#### What you should do
How many lines in the entries below contain the word "blurred"? Reply with the number alone.

───

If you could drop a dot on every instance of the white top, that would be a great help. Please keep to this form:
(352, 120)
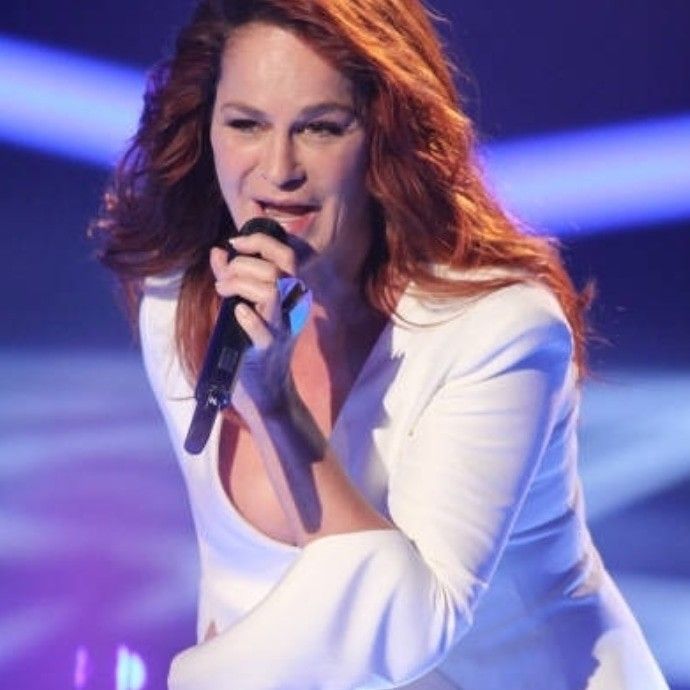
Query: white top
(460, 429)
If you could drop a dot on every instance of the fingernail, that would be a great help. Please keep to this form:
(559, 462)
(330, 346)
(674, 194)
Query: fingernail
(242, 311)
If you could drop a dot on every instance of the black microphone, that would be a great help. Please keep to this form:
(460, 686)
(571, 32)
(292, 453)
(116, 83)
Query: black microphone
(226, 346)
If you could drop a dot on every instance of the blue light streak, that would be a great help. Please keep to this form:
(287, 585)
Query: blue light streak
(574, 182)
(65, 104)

───

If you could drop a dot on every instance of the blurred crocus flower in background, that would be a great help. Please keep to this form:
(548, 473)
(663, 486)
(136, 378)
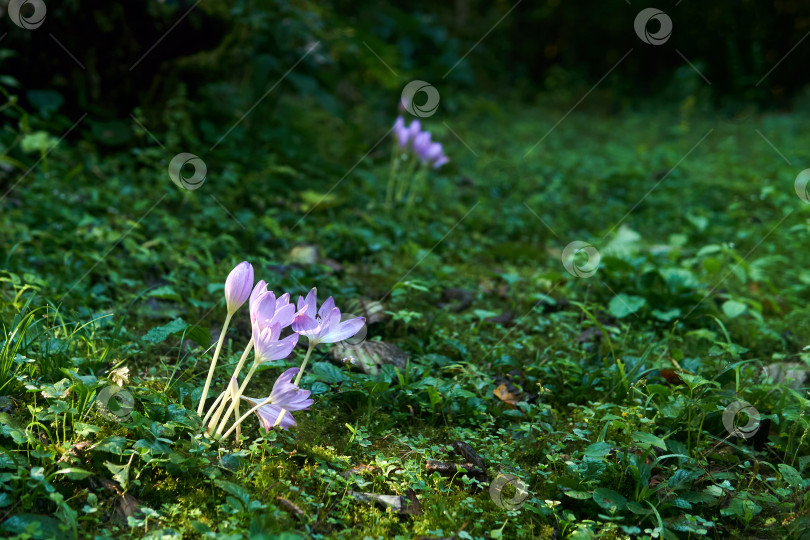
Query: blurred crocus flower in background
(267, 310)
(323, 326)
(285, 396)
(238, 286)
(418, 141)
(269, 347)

───

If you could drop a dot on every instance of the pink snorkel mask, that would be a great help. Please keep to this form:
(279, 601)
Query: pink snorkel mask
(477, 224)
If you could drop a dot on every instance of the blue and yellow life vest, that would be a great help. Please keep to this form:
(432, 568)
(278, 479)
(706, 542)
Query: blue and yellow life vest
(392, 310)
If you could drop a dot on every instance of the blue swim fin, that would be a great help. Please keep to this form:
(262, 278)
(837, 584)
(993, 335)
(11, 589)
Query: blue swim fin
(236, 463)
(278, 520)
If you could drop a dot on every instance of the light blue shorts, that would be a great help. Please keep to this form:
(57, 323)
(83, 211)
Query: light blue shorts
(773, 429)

───

#### Exercise answer
2